=== Required task ===
Copy out all of the material below, every line unchanged and in the same order.

=== Records to use ===
+++++

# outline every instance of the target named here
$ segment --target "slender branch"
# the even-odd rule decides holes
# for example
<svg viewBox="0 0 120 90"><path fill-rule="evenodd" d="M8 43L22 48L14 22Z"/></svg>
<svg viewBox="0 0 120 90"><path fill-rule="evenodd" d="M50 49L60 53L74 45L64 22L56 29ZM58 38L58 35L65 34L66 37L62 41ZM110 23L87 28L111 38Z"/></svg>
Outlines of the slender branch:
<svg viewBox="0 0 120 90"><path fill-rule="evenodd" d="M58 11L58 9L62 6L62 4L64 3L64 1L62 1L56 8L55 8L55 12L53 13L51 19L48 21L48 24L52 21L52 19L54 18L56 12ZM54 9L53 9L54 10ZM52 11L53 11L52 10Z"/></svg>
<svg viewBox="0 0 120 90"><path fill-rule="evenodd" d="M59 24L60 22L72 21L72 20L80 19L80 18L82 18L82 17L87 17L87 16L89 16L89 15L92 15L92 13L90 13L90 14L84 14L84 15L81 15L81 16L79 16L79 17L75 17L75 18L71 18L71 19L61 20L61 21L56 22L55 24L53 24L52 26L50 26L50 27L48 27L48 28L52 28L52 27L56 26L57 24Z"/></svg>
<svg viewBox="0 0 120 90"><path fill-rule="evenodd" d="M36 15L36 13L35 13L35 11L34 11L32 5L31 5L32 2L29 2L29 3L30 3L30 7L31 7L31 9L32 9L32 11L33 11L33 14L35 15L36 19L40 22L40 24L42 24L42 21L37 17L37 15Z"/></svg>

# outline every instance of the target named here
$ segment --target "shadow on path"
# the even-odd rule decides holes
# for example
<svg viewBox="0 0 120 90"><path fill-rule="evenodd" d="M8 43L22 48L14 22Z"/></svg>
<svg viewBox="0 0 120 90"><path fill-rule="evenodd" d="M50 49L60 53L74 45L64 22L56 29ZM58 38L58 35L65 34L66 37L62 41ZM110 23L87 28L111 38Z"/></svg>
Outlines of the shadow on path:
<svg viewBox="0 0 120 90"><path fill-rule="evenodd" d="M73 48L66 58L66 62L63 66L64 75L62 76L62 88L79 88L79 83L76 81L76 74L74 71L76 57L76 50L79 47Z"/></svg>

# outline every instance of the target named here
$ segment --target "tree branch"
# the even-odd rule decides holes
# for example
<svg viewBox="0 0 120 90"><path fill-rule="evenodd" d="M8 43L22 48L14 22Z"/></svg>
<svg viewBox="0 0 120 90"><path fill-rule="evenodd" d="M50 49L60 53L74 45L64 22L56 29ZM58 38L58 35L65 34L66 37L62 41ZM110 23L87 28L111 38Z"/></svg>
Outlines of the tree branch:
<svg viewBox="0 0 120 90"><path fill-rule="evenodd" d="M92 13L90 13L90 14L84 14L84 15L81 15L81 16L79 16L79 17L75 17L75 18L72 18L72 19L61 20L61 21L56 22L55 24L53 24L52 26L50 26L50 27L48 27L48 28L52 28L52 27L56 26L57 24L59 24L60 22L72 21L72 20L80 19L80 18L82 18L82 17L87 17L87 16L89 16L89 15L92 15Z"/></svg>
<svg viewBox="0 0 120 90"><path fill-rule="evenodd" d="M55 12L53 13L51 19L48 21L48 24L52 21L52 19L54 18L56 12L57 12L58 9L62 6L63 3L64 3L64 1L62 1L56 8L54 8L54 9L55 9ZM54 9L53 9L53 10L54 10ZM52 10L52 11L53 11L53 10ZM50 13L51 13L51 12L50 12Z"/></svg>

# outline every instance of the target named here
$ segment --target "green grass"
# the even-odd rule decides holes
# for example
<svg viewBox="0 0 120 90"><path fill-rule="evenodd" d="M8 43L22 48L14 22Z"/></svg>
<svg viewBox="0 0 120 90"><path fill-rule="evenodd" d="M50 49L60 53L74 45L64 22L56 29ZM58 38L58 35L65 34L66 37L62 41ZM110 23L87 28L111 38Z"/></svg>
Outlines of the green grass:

+++++

=== Task answer ===
# outline every instance of the target named here
$ segment --target "slender branch"
# the even-odd rule decides holes
# for example
<svg viewBox="0 0 120 90"><path fill-rule="evenodd" d="M8 43L22 48L14 22Z"/></svg>
<svg viewBox="0 0 120 90"><path fill-rule="evenodd" d="M50 49L60 53L74 45L64 22L56 29ZM58 38L58 35L65 34L66 37L62 41ZM110 23L87 28L111 38Z"/></svg>
Outlines of the slender branch:
<svg viewBox="0 0 120 90"><path fill-rule="evenodd" d="M58 11L58 9L62 6L62 4L64 3L64 1L62 1L56 8L55 8L55 12L53 13L51 19L48 21L48 24L52 21L52 19L54 18L56 12ZM54 9L53 9L54 10ZM52 11L53 11L52 10Z"/></svg>
<svg viewBox="0 0 120 90"><path fill-rule="evenodd" d="M59 24L60 22L72 21L72 20L80 19L80 18L82 18L82 17L87 17L87 16L89 16L89 15L92 15L92 13L90 13L90 14L84 14L84 15L81 15L81 16L79 16L79 17L75 17L75 18L71 18L71 19L61 20L61 21L56 22L55 24L53 24L52 26L50 26L50 27L48 27L48 28L52 28L52 27L56 26L57 24Z"/></svg>
<svg viewBox="0 0 120 90"><path fill-rule="evenodd" d="M36 15L36 13L35 13L35 11L34 11L32 5L31 5L32 2L29 2L29 3L30 3L30 7L31 7L31 9L32 9L32 11L33 11L33 14L35 15L36 19L40 22L40 24L42 24L42 21L37 17L37 15Z"/></svg>

# outline every instance of the target named here
$ segment --target "shadow on path"
# the even-odd rule decides holes
# for example
<svg viewBox="0 0 120 90"><path fill-rule="evenodd" d="M8 43L22 48L14 22Z"/></svg>
<svg viewBox="0 0 120 90"><path fill-rule="evenodd" d="M50 49L60 53L74 45L64 22L56 29ZM58 38L58 35L65 34L66 37L62 41ZM110 23L87 28L111 38Z"/></svg>
Outlines of the shadow on path:
<svg viewBox="0 0 120 90"><path fill-rule="evenodd" d="M73 48L66 58L66 62L63 66L64 75L62 76L62 88L79 88L79 83L76 81L76 74L74 71L76 57L76 50L79 47Z"/></svg>

# outline every instance of the target named here
$ segment --target "tree branch"
# the even-odd rule decides holes
# for example
<svg viewBox="0 0 120 90"><path fill-rule="evenodd" d="M8 43L22 48L14 22Z"/></svg>
<svg viewBox="0 0 120 90"><path fill-rule="evenodd" d="M50 49L60 53L74 45L64 22L56 29ZM58 38L58 35L65 34L66 37L62 41ZM110 23L87 28L111 38Z"/></svg>
Outlines of the tree branch:
<svg viewBox="0 0 120 90"><path fill-rule="evenodd" d="M92 13L90 13L90 14L84 14L84 15L81 15L81 16L79 16L79 17L75 17L75 18L72 18L72 19L61 20L61 21L56 22L55 24L53 24L52 26L50 26L50 27L48 27L48 28L52 28L52 27L56 26L57 24L59 24L60 22L72 21L72 20L80 19L80 18L82 18L82 17L87 17L87 16L89 16L89 15L92 15Z"/></svg>
<svg viewBox="0 0 120 90"><path fill-rule="evenodd" d="M55 12L53 13L51 19L48 21L48 24L52 21L52 19L54 18L56 12L57 12L58 9L62 6L63 3L64 3L64 1L62 1L56 8L54 8L54 9L55 9ZM54 9L53 9L53 10L54 10ZM52 10L52 11L53 11L53 10ZM50 13L51 13L51 12L50 12Z"/></svg>

# outline every instance of the target named here
$ segment --target "green grass"
# the even-odd rule decides holes
# for example
<svg viewBox="0 0 120 90"><path fill-rule="evenodd" d="M8 43L22 48L14 22Z"/></svg>
<svg viewBox="0 0 120 90"><path fill-rule="evenodd" d="M50 49L60 53L74 45L64 22L56 29ZM58 38L58 35L65 34L66 37L62 41ZM110 23L87 28L111 38Z"/></svg>
Outlines of the green grass:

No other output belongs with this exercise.